(Collected data)

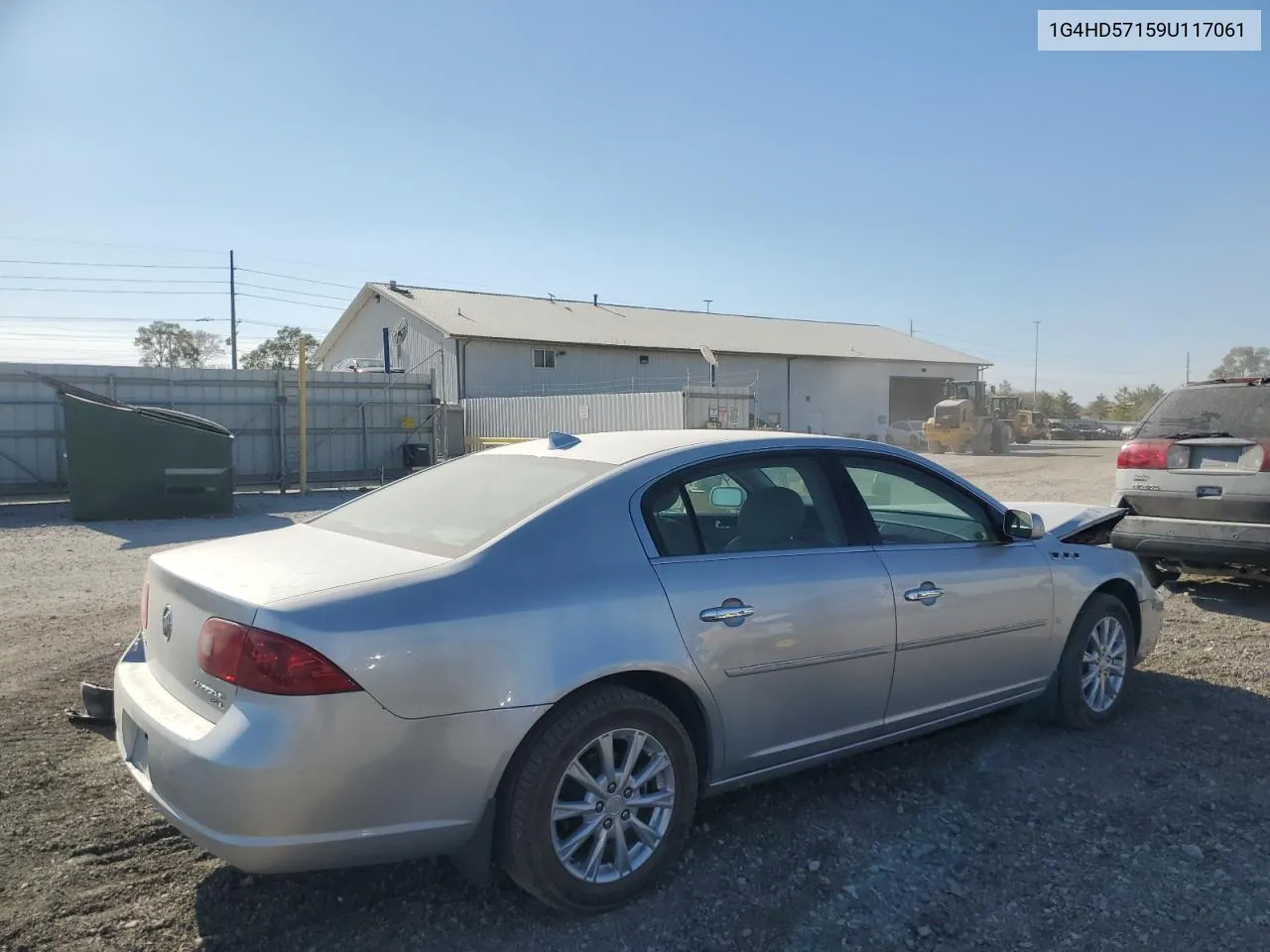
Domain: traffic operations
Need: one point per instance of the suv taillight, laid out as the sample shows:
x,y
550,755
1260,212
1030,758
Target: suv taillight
x,y
1153,454
1143,454
267,662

TASK STATEMENT:
Recast each line of the data above as a JSON list of strings, one string per line, with blank lines omitted. Leave the pictures out of the list.

ANSWER TO THE PROBLEM:
[
  "Domain: traffic operations",
  "Need: one point per instance of the suv taillight, laid out as the sample shows:",
  "x,y",
  "550,755",
  "1260,212",
  "1030,758",
  "Target: suv taillight",
  "x,y",
  "1153,454",
  "1143,454",
  "267,662"
]